(What is required) Print all entries precisely as they are written.

(Given records)

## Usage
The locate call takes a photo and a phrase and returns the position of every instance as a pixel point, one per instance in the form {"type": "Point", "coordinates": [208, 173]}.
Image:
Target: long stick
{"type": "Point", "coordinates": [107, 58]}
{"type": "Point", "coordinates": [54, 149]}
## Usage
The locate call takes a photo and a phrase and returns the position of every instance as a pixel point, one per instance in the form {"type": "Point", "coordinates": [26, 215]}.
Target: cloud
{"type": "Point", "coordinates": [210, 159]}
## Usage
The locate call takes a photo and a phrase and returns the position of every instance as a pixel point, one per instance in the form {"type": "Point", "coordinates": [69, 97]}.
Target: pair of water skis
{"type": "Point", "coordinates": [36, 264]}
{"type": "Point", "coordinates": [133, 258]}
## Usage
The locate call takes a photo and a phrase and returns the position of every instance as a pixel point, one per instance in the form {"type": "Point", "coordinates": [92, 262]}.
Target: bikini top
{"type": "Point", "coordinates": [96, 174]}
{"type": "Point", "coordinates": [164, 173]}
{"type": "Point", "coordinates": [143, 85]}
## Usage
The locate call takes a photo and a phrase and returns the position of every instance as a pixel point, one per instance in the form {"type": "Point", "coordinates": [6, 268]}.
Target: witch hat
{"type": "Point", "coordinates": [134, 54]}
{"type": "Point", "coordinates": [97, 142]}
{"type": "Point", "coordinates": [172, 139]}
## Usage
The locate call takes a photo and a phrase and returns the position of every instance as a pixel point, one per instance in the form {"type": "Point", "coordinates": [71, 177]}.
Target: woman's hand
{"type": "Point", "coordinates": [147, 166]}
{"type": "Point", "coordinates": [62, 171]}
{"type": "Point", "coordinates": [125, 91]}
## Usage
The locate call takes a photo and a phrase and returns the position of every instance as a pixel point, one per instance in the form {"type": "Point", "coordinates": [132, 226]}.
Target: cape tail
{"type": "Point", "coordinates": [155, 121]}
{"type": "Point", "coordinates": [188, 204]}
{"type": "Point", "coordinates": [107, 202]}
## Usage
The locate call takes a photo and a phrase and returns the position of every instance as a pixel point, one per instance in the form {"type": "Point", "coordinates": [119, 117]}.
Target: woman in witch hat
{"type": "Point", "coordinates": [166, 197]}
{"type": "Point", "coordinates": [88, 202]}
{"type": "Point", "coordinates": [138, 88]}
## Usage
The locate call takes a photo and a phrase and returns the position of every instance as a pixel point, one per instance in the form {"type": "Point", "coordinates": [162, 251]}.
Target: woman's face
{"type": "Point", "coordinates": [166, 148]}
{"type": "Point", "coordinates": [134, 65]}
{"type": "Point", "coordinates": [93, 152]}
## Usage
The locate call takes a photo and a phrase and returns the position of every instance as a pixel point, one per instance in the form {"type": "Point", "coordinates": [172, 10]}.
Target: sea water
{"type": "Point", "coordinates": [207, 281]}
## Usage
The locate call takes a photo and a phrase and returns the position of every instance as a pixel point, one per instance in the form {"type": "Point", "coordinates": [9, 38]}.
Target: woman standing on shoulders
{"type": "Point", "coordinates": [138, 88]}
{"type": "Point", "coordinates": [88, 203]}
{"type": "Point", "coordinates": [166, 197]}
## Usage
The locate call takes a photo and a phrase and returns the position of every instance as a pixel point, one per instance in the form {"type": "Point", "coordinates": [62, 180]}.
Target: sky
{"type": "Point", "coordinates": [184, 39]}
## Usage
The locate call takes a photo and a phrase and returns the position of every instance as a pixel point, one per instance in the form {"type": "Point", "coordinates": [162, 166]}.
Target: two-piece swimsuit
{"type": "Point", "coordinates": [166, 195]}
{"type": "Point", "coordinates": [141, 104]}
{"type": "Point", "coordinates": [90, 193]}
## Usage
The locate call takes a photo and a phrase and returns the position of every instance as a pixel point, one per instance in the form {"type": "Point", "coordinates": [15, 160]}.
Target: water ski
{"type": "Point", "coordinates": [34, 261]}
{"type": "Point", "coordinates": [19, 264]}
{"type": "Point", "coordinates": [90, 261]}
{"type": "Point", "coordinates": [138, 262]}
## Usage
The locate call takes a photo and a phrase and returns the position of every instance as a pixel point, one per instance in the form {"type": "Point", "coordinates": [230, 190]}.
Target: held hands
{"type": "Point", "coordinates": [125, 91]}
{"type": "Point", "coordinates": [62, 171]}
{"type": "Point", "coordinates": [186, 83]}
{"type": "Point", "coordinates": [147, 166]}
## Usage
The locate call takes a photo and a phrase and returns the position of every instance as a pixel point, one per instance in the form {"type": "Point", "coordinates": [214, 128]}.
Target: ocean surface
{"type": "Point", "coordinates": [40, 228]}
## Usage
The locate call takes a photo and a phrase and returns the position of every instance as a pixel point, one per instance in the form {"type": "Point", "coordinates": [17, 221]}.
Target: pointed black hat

(Exercise solution)
## Usage
The locate call takes a photo and a phrase and returns the position of every instance as a pixel point, one per instance in the form {"type": "Point", "coordinates": [208, 173]}.
Image:
Target: long stick
{"type": "Point", "coordinates": [107, 58]}
{"type": "Point", "coordinates": [54, 149]}
## Usage
The locate call takes a photo and a phrase and returns the position of every instance as a pixel point, one per instance in the form {"type": "Point", "coordinates": [26, 215]}.
Target: cloud
{"type": "Point", "coordinates": [210, 159]}
## Usage
The locate call takes a photo and a phrase and returns the position of every instance as a pixel point, one per instance in the form {"type": "Point", "coordinates": [69, 97]}.
Target: pair of water skis
{"type": "Point", "coordinates": [36, 264]}
{"type": "Point", "coordinates": [133, 258]}
## Usage
The locate call takes a photo and a phrase and returns the position of every instance as a pixel point, one per instance in the form {"type": "Point", "coordinates": [92, 262]}.
Target: bikini top
{"type": "Point", "coordinates": [96, 174]}
{"type": "Point", "coordinates": [164, 173]}
{"type": "Point", "coordinates": [143, 85]}
## Usage
The locate call takes a photo and a phrase and returns the position of every instance as a pixel point, one per instance in the form {"type": "Point", "coordinates": [6, 268]}.
Target: witch hat
{"type": "Point", "coordinates": [134, 54]}
{"type": "Point", "coordinates": [97, 142]}
{"type": "Point", "coordinates": [172, 139]}
## Usage
The locate call takes a photo and a phrase and returns the position of every instance as a pixel point, one per instance in the form {"type": "Point", "coordinates": [71, 177]}.
Target: woman's hand
{"type": "Point", "coordinates": [147, 166]}
{"type": "Point", "coordinates": [62, 171]}
{"type": "Point", "coordinates": [125, 91]}
## Usage
The locate call takes a photo and a phrase and returns the position of every instance as a pixel point, one per instance in the form {"type": "Point", "coordinates": [132, 226]}.
Target: cape tail
{"type": "Point", "coordinates": [155, 121]}
{"type": "Point", "coordinates": [188, 204]}
{"type": "Point", "coordinates": [107, 202]}
## Usage
The locate call takes a photo and a phrase and returns the position of every instance as a pixel point, one per instance in the form {"type": "Point", "coordinates": [119, 117]}.
Target: woman in witch hat
{"type": "Point", "coordinates": [166, 197]}
{"type": "Point", "coordinates": [88, 202]}
{"type": "Point", "coordinates": [138, 88]}
## Usage
The locate call takes a photo and a phrase and returns the position of every instance as a pixel point, one per instance in the form {"type": "Point", "coordinates": [162, 251]}.
Target: woman's face
{"type": "Point", "coordinates": [166, 148]}
{"type": "Point", "coordinates": [134, 65]}
{"type": "Point", "coordinates": [93, 152]}
## Usage
The locate call takes a photo and a phrase and returns the position of every instance as a pixel point, one per instance in the form {"type": "Point", "coordinates": [172, 10]}.
Target: sea water
{"type": "Point", "coordinates": [207, 281]}
## Usage
The locate call takes a photo and a phrase and returns the position of every instance as a pixel point, one per instance in the form {"type": "Point", "coordinates": [9, 38]}.
Target: woman standing on shoulders
{"type": "Point", "coordinates": [138, 88]}
{"type": "Point", "coordinates": [88, 203]}
{"type": "Point", "coordinates": [166, 197]}
## Usage
The locate call takes a photo and a phrase and returns the position of every instance as a pixel point, one per instance in the form {"type": "Point", "coordinates": [62, 180]}.
Target: sky
{"type": "Point", "coordinates": [184, 39]}
## Usage
The locate call takes a photo and a phrase and returns the position of every instance as a pixel point, one per instance in the form {"type": "Point", "coordinates": [162, 166]}.
Target: two-piece swimsuit
{"type": "Point", "coordinates": [166, 195]}
{"type": "Point", "coordinates": [141, 104]}
{"type": "Point", "coordinates": [90, 193]}
## Usage
The locate call takes a photo and a phrase and returns the position of every instance as a pixel point, one per instance in the form {"type": "Point", "coordinates": [15, 160]}.
Target: water ski
{"type": "Point", "coordinates": [34, 261]}
{"type": "Point", "coordinates": [19, 264]}
{"type": "Point", "coordinates": [90, 261]}
{"type": "Point", "coordinates": [138, 262]}
## Usage
The locate call takes a photo and a phrase and returns the position of every instance as a pixel point, one per instance in the form {"type": "Point", "coordinates": [230, 190]}.
Target: held hands
{"type": "Point", "coordinates": [125, 91]}
{"type": "Point", "coordinates": [62, 171]}
{"type": "Point", "coordinates": [186, 83]}
{"type": "Point", "coordinates": [147, 166]}
## Usage
The locate call takes a photo and a phrase and returns the position of every instance as a pixel point, one per instance in the form {"type": "Point", "coordinates": [214, 128]}.
Target: ocean surface
{"type": "Point", "coordinates": [40, 228]}
## Usage
The locate call takes a photo and a phrase and returns the position of every instance as a pixel point, one per instance in the form {"type": "Point", "coordinates": [17, 221]}.
Target: pointed black hat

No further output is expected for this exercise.